+++ Records provided
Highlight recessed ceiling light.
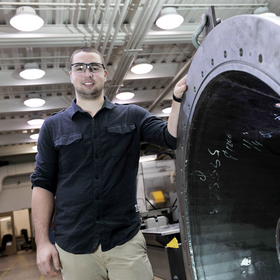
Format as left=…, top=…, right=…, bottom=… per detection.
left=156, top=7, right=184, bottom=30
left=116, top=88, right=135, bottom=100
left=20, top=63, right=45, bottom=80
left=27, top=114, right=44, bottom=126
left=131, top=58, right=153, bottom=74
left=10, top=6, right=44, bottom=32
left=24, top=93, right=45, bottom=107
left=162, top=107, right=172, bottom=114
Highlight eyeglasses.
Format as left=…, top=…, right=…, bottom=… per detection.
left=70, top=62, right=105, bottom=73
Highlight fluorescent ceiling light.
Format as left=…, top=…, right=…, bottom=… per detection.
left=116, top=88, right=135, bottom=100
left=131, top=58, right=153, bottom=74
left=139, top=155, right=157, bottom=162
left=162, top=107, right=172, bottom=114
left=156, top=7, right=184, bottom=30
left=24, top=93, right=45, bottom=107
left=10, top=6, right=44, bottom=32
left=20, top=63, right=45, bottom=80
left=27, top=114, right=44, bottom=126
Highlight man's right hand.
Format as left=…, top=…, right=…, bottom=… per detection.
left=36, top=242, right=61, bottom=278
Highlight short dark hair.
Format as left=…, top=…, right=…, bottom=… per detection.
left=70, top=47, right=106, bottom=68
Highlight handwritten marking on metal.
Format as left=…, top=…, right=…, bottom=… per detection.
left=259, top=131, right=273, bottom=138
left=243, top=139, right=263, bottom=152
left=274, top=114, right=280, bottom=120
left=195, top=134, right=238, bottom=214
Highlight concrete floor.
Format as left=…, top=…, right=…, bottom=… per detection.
++++++
Task details: Would you show all lines of the material above that contain the word "ceiling"?

Answer area:
Highlight recessed ceiling light.
Highlight fluorescent ceiling light.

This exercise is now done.